Quote the lines below exactly, from the one that holds "of the concrete" through the final line of the records, and only those.
begin Data for processing
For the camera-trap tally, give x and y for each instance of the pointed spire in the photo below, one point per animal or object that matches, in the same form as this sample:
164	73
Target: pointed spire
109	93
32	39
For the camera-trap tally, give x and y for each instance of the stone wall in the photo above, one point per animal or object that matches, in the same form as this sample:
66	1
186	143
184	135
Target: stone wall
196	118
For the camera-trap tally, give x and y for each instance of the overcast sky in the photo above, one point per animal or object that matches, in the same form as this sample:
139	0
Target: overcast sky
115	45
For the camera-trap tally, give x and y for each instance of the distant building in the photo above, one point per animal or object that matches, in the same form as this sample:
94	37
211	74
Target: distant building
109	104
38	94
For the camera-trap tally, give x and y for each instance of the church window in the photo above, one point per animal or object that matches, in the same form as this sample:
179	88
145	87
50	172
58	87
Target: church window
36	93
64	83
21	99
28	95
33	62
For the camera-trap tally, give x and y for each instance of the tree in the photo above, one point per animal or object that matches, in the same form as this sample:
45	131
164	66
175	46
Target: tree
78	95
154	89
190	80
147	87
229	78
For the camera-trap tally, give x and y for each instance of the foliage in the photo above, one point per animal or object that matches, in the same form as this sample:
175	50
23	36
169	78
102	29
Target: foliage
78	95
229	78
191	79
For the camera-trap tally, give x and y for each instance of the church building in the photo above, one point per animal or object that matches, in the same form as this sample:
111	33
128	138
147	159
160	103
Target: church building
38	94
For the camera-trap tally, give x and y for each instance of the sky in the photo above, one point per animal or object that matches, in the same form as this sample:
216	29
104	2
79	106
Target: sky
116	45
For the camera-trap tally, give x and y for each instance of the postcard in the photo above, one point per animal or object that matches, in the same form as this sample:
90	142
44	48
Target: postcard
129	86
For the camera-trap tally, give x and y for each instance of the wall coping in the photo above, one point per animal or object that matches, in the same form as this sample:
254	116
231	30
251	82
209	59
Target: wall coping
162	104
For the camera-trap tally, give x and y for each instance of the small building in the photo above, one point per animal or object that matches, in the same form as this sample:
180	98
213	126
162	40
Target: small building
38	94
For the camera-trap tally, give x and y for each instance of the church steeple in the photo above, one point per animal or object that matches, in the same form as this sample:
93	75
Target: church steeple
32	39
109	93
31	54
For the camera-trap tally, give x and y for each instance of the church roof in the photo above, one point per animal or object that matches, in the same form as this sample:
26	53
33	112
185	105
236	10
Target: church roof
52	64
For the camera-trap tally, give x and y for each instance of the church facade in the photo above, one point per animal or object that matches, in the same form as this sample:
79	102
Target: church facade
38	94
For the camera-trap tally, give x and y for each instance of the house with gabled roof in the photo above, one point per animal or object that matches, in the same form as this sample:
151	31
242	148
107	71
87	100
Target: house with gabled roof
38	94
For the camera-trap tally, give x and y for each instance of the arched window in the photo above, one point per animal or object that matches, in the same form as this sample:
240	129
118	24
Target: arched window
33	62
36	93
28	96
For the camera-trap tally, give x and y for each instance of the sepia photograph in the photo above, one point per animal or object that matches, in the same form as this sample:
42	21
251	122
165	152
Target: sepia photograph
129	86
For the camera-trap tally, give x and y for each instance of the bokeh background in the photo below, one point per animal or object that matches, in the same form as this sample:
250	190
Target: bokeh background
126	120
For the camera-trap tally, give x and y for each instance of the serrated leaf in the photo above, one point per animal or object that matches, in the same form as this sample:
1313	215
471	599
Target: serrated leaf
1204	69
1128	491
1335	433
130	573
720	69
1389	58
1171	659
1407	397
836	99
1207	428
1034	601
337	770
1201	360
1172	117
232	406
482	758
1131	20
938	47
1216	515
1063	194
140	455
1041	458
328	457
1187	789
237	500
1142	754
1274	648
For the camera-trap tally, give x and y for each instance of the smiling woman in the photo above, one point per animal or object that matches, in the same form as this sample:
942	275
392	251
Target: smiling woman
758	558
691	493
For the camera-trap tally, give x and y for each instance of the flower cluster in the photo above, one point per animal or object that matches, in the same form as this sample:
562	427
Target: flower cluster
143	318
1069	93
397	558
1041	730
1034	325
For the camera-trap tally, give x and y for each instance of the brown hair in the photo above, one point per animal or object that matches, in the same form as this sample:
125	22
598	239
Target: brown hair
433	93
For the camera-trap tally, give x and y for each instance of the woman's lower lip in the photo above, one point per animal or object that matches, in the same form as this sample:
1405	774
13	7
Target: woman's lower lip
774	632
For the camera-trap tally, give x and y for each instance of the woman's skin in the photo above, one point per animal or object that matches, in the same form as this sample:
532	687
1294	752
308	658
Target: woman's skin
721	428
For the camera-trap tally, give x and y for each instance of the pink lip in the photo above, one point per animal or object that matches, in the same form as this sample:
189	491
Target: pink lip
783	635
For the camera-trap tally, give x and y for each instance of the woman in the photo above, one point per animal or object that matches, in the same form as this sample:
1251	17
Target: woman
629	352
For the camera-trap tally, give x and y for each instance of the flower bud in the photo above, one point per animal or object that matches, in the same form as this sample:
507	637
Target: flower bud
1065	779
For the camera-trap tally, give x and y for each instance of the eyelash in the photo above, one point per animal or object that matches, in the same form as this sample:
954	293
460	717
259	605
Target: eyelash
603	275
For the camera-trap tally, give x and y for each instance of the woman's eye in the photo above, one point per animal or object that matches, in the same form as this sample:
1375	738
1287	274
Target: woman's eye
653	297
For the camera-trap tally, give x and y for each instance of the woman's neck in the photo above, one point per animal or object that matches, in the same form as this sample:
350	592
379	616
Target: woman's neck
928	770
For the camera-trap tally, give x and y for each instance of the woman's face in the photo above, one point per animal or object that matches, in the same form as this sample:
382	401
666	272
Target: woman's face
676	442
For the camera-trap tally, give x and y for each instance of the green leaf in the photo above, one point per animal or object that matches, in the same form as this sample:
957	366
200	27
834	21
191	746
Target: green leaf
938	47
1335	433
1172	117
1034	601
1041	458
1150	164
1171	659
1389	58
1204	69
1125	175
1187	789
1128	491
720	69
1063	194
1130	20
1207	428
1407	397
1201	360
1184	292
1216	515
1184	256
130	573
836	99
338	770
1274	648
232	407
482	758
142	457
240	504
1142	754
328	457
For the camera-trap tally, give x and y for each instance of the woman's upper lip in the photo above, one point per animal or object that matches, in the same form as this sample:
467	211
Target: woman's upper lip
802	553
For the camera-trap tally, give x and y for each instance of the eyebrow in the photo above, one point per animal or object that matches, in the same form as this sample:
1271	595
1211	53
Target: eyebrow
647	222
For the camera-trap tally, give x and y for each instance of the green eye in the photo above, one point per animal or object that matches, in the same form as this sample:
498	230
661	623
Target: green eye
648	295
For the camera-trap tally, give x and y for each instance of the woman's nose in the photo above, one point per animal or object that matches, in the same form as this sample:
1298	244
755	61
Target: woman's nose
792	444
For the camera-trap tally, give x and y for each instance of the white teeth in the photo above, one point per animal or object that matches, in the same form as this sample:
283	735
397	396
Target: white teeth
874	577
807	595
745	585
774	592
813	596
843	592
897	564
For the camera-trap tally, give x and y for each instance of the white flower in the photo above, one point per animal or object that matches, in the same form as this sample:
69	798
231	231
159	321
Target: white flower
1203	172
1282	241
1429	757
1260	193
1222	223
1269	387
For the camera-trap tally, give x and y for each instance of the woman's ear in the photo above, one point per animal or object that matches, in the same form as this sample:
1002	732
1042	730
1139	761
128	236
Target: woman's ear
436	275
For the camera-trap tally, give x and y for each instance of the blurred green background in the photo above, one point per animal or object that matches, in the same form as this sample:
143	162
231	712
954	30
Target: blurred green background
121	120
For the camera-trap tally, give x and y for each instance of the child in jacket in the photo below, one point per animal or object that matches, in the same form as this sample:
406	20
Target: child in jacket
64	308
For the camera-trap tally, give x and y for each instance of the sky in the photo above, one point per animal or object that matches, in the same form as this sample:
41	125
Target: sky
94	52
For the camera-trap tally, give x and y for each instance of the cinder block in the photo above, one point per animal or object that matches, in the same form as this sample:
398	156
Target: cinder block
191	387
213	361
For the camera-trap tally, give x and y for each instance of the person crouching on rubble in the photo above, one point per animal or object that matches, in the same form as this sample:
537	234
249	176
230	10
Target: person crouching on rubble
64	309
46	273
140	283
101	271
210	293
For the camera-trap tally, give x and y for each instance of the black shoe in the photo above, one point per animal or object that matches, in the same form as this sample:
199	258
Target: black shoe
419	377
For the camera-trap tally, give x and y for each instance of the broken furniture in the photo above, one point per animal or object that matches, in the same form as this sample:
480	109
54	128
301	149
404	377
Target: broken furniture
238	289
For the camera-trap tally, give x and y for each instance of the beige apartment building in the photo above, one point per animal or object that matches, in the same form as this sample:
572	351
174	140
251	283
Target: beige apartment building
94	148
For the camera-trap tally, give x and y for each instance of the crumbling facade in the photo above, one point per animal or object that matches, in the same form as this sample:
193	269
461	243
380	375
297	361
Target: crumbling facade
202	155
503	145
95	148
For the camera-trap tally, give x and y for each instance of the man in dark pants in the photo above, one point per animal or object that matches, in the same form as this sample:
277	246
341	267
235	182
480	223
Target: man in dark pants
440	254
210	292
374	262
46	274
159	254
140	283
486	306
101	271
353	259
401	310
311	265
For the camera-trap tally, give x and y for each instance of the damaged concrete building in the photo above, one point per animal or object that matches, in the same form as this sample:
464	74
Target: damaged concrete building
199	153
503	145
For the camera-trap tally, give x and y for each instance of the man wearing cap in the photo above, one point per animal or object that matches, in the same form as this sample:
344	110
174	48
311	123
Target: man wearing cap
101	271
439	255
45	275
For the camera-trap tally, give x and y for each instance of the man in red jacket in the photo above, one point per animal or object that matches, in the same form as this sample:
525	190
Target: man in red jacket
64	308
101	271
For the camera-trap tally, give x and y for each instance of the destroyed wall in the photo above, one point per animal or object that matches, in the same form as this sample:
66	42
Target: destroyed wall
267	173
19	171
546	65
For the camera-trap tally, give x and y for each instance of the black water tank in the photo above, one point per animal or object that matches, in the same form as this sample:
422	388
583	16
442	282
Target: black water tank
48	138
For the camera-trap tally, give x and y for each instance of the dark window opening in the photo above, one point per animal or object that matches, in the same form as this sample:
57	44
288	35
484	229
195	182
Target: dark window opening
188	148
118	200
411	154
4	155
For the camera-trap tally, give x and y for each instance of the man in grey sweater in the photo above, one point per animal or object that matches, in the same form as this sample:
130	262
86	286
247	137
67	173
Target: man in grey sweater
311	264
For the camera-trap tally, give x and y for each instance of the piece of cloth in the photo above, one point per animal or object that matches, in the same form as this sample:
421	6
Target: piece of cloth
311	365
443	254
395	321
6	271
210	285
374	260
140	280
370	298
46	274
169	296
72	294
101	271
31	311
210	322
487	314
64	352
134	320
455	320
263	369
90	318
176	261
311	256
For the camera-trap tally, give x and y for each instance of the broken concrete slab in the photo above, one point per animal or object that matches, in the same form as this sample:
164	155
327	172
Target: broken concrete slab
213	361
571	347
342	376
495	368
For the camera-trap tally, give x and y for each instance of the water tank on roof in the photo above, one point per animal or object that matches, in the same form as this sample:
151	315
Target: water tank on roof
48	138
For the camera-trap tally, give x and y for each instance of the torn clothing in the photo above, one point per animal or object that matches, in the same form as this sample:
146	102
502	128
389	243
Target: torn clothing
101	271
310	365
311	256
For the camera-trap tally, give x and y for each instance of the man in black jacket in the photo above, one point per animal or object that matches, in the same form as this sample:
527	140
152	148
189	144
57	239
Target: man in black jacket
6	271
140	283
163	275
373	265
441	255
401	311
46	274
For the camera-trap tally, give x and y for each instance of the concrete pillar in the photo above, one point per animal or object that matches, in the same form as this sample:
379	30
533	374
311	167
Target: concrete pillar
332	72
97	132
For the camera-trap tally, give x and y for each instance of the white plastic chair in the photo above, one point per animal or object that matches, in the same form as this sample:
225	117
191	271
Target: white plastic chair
end Data for processing
_Response to the exercise_
For the camera-trap tally, give x and y for each instance of the concrete pillar in the photo above, one point per animal or object that matches, in the same form as this sample:
379	30
533	374
311	167
Target: concrete pillar
332	72
97	132
For the camera-trap tally, give x and y for each instance of the white plastic chair in the photo above, one point per animal or object that matches, in the same form as this sample:
225	117
191	271
Target: white plastic chair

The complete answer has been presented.